(Data extracted from a collection)
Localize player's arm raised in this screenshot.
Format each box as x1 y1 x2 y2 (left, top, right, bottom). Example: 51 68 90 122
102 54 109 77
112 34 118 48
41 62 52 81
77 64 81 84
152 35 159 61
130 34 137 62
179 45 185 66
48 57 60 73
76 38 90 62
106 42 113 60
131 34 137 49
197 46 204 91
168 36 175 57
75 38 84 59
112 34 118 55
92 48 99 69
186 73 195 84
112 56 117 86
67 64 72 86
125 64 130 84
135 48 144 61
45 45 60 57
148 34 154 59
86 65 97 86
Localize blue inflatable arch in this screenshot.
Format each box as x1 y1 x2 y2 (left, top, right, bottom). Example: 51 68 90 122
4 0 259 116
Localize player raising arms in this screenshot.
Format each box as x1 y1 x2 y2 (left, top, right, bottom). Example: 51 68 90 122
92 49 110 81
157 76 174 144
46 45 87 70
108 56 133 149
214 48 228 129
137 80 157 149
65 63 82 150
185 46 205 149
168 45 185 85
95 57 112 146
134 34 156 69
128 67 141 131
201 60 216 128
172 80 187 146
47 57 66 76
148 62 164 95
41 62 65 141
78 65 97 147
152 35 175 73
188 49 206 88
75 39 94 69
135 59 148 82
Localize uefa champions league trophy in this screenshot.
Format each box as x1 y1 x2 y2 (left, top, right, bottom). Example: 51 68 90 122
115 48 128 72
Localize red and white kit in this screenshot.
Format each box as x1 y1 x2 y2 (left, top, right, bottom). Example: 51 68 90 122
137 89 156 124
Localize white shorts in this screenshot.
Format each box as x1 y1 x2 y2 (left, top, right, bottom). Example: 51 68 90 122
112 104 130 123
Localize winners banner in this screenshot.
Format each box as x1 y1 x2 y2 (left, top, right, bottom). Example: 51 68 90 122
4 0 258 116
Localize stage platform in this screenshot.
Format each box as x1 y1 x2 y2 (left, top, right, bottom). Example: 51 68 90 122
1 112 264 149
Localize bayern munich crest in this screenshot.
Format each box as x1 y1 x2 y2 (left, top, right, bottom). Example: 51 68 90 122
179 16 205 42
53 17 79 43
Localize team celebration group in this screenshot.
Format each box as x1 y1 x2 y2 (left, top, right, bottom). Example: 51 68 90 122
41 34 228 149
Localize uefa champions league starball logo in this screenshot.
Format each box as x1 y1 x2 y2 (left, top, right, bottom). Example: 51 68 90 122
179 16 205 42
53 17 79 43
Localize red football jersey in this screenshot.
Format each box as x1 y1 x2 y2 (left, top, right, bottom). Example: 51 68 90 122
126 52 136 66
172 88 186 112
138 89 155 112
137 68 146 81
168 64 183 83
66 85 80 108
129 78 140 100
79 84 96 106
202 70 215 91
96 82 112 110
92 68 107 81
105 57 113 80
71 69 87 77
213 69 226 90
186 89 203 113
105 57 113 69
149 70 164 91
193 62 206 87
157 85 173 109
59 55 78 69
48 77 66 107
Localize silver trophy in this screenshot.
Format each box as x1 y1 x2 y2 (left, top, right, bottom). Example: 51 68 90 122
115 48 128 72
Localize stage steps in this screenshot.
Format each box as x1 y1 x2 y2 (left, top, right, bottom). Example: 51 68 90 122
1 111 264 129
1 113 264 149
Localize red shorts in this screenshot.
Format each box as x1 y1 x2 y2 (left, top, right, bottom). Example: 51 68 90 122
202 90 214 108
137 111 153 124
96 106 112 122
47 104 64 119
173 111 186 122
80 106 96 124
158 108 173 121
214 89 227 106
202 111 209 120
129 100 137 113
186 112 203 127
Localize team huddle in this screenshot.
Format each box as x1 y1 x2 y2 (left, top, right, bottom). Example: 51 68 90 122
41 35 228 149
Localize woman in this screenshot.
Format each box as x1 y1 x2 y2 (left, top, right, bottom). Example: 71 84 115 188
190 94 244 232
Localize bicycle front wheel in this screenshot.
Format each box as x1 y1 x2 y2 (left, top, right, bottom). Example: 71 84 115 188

*WORK INSTRUCTIONS*: Filter the data for the string "player" and copy every line that has it.

*TASK ANSWER*:
Localize player's arm raised in this screenshot.
Localize player raising arms in this screenshot.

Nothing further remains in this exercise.